THE PROBLEM.
Please reproduce, word for word, the stretch of the Darlington passage from "This wasn’t the" through "would prove prophetic.".

SOURCE EXTRACT.
══════════════════════════════
On an August night in 1946, a crowd of people gather where the paving branches off into two paths in Cadigal Green. They stand inside Darlington Town Hall, an unassuming one-storey brick building whose façade only half-heartedly aims for grandeur. In front of them, the mayor reads choice quotes from an article published about the suburb in the Daily Telegraph the Sunday prior—“Guide to Darlington (Not for Tourists): Life is Tough in This Forgotten Wedge of Sydney”.
After each quote, the hall erupts in jeers. The article paints Sydney’s then-smallest suburb as a flashpoint of violence, drug addiction and juvenile delinquency. An account of a woman’s death on Rose Street, where the Engineering Walk now lies, declared that it was “typical of Darlington—a middle aged woman… battered to death among a litter of methylated spirit bottles”.
This wasn’t the first time Darlington had been publicly spurned. In 1864, Darlington’s application to become a part of the City of Sydney was rejected. The residents formed their own tiny municipality in response. Yet, a century later, the people of Darlington were forced to defends themselves yet again. The article’s claims of unusual crime levels of violence had been denied by the Police Inspector, while various residents had attested to the suburb’s community character. A resolution passes threatening to blacklist the Daily Telegraph in Darlington unless it issued a retraction. The account finishes with an invocation attributed to a local doctor: “Darlington should be demolished and carted away, or perhaps just burnt to the ground”. This last quote draws a special uproar from the crowd. Little do they know that less than 20 years later it would prove prophetic.
══════════════════════════════
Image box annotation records
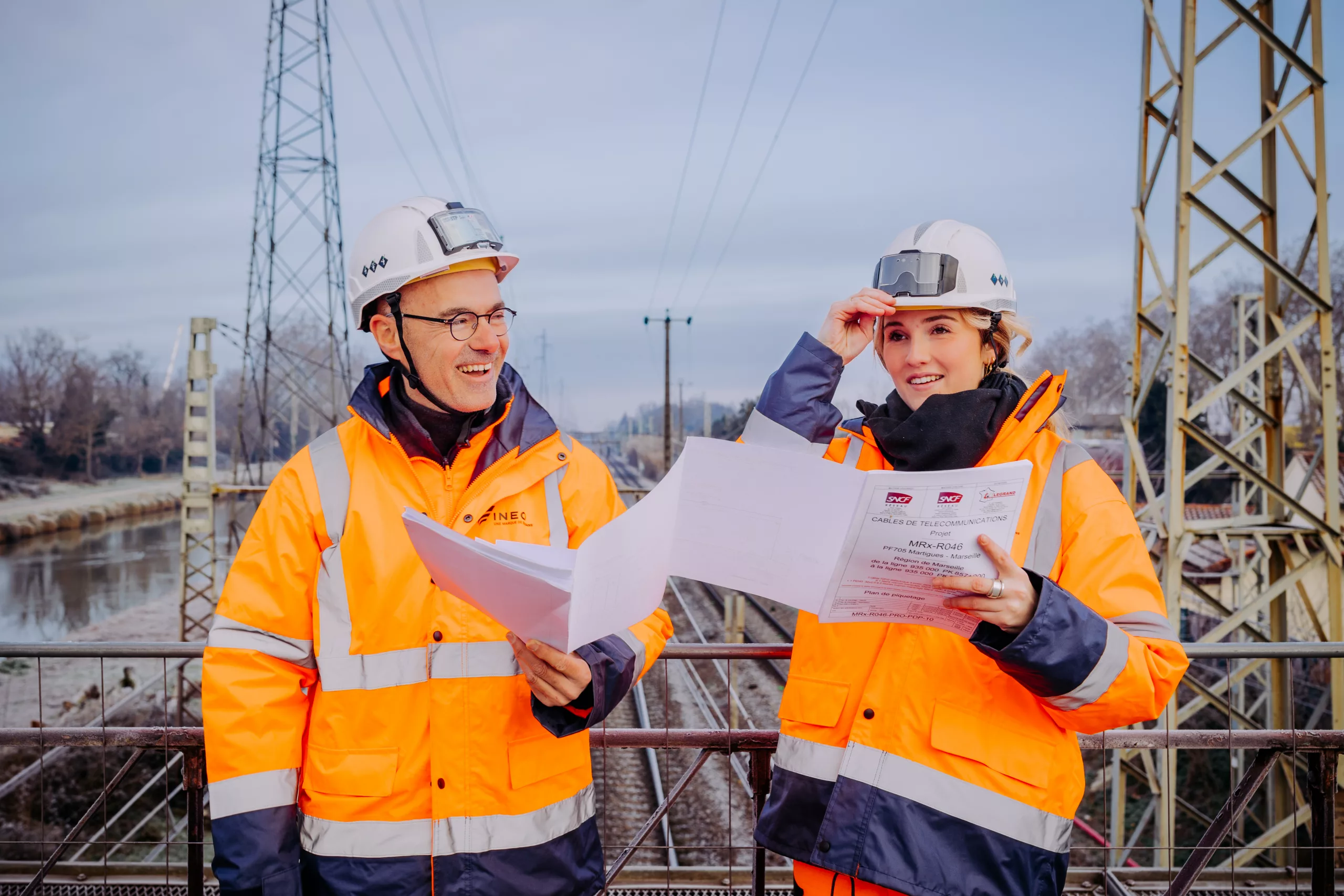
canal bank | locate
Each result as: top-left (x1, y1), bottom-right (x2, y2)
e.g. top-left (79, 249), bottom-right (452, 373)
top-left (0, 476), bottom-right (182, 543)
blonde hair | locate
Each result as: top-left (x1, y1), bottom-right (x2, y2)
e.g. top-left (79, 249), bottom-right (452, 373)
top-left (872, 308), bottom-right (1070, 439)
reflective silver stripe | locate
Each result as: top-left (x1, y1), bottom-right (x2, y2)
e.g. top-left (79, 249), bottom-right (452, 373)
top-left (774, 735), bottom-right (844, 781)
top-left (209, 768), bottom-right (298, 818)
top-left (317, 648), bottom-right (429, 690)
top-left (308, 427), bottom-right (350, 544)
top-left (1110, 610), bottom-right (1180, 644)
top-left (742, 408), bottom-right (831, 457)
top-left (434, 785), bottom-right (597, 856)
top-left (842, 434), bottom-right (863, 468)
top-left (206, 613), bottom-right (317, 669)
top-left (317, 641), bottom-right (520, 690)
top-left (429, 641), bottom-right (521, 678)
top-left (1022, 442), bottom-right (1067, 576)
top-left (298, 785), bottom-right (597, 858)
top-left (1043, 619), bottom-right (1129, 712)
top-left (543, 462), bottom-right (570, 548)
top-left (615, 629), bottom-right (646, 678)
top-left (840, 742), bottom-right (1074, 853)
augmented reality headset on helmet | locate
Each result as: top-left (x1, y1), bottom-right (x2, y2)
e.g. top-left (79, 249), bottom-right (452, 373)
top-left (429, 203), bottom-right (504, 255)
top-left (872, 248), bottom-right (957, 297)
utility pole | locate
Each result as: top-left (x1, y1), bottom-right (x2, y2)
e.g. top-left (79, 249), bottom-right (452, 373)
top-left (644, 309), bottom-right (691, 476)
top-left (540, 331), bottom-right (551, 402)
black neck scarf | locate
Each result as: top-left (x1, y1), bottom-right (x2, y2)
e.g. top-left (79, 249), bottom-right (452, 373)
top-left (386, 368), bottom-right (508, 466)
top-left (857, 371), bottom-right (1027, 470)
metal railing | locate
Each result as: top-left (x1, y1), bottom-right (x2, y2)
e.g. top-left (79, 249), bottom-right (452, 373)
top-left (0, 642), bottom-right (1344, 896)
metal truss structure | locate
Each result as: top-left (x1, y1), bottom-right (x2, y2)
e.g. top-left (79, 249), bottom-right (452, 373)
top-left (177, 317), bottom-right (218, 641)
top-left (234, 0), bottom-right (351, 482)
top-left (1129, 0), bottom-right (1344, 864)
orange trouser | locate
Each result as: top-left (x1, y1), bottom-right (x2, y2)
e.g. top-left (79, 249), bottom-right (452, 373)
top-left (793, 861), bottom-right (903, 896)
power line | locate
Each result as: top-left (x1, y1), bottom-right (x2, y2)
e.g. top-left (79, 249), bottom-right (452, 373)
top-left (332, 12), bottom-right (427, 194)
top-left (647, 0), bottom-right (729, 308)
top-left (394, 0), bottom-right (475, 202)
top-left (691, 0), bottom-right (840, 314)
top-left (672, 0), bottom-right (783, 311)
top-left (419, 0), bottom-right (489, 210)
top-left (367, 0), bottom-right (461, 194)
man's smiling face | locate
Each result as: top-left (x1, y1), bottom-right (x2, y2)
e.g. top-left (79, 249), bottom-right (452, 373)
top-left (370, 270), bottom-right (508, 413)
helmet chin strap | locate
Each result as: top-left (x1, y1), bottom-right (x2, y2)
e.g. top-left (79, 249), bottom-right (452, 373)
top-left (983, 312), bottom-right (1008, 372)
top-left (387, 293), bottom-right (461, 414)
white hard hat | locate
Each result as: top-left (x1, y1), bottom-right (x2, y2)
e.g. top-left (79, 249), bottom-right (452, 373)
top-left (872, 218), bottom-right (1017, 313)
top-left (345, 196), bottom-right (518, 329)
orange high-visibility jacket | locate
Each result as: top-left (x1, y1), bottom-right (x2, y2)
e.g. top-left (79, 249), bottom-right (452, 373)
top-left (203, 364), bottom-right (672, 896)
top-left (742, 334), bottom-right (1188, 896)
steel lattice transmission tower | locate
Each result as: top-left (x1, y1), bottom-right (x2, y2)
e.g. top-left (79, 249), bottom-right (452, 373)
top-left (234, 0), bottom-right (351, 481)
top-left (1111, 0), bottom-right (1344, 865)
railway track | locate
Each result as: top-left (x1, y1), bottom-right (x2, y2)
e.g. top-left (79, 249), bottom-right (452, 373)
top-left (593, 438), bottom-right (796, 887)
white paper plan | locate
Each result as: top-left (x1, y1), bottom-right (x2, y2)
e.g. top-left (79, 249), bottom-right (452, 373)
top-left (403, 438), bottom-right (1031, 651)
top-left (817, 461), bottom-right (1032, 637)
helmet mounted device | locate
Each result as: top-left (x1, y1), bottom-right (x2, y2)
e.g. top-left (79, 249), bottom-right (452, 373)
top-left (872, 248), bottom-right (957, 297)
top-left (429, 203), bottom-right (504, 255)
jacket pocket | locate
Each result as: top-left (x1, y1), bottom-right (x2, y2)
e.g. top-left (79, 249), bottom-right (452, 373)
top-left (780, 676), bottom-right (849, 728)
top-left (508, 733), bottom-right (590, 790)
top-left (304, 744), bottom-right (396, 797)
top-left (930, 700), bottom-right (1055, 787)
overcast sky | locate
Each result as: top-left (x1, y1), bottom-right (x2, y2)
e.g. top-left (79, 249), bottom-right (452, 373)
top-left (0, 0), bottom-right (1344, 428)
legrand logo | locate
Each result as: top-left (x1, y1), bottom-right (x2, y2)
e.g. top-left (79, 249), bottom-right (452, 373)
top-left (980, 489), bottom-right (1017, 501)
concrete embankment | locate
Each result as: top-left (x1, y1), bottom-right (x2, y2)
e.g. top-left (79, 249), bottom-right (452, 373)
top-left (0, 478), bottom-right (182, 543)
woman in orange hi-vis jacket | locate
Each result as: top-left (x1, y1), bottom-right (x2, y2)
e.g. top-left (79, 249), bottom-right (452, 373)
top-left (202, 196), bottom-right (672, 896)
top-left (742, 220), bottom-right (1188, 896)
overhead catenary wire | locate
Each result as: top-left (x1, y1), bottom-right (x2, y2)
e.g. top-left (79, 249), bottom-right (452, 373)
top-left (393, 0), bottom-right (478, 206)
top-left (332, 12), bottom-right (426, 194)
top-left (365, 0), bottom-right (461, 194)
top-left (670, 0), bottom-right (783, 307)
top-left (692, 0), bottom-right (840, 314)
top-left (647, 0), bottom-right (729, 309)
top-left (419, 0), bottom-right (490, 206)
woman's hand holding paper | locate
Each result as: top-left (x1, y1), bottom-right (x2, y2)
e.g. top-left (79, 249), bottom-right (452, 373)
top-left (933, 535), bottom-right (1040, 631)
top-left (508, 631), bottom-right (593, 707)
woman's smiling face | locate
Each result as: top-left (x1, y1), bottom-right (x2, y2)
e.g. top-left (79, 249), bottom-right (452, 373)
top-left (878, 308), bottom-right (994, 411)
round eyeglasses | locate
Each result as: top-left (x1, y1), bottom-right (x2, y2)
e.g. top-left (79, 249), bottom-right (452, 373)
top-left (394, 308), bottom-right (518, 343)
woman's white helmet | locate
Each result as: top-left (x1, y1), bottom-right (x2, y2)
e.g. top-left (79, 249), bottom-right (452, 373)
top-left (345, 196), bottom-right (518, 329)
top-left (872, 218), bottom-right (1017, 313)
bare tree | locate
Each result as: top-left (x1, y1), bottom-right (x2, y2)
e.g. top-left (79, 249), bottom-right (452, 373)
top-left (50, 353), bottom-right (117, 482)
top-left (0, 329), bottom-right (71, 449)
top-left (1023, 320), bottom-right (1130, 415)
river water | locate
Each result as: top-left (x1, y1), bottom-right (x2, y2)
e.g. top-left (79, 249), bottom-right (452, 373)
top-left (0, 511), bottom-right (182, 641)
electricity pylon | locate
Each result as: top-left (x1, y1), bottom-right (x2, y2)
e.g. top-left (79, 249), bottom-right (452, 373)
top-left (234, 0), bottom-right (351, 482)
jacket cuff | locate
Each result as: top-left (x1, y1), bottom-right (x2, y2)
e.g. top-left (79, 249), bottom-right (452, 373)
top-left (532, 634), bottom-right (644, 737)
top-left (742, 333), bottom-right (844, 457)
top-left (209, 805), bottom-right (301, 896)
top-left (970, 571), bottom-right (1129, 711)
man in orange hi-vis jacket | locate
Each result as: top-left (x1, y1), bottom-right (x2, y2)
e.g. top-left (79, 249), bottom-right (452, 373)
top-left (203, 197), bottom-right (672, 896)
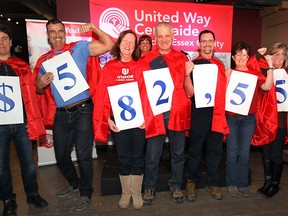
══════════════════════════════
TASK OUTPUT.
This wasn’t the first time Darlington had been publicly spurned. In 1864, Darlington’s application to become a part of the City of Sydney was rejected. The residents formed their own tiny municipality in response. Yet, a century later, the people of Darlington were forced to defends themselves yet again. The article’s claims of unusual crime levels of violence had been denied by the Police Inspector, while various residents had attested to the suburb’s community character. A resolution passes threatening to blacklist the Daily Telegraph in Darlington unless it issued a retraction. The account finishes with an invocation attributed to a local doctor: “Darlington should be demolished and carted away, or perhaps just burnt to the ground”. This last quote draws a special uproar from the crowd. Little do they know that less than 20 years later it would prove prophetic.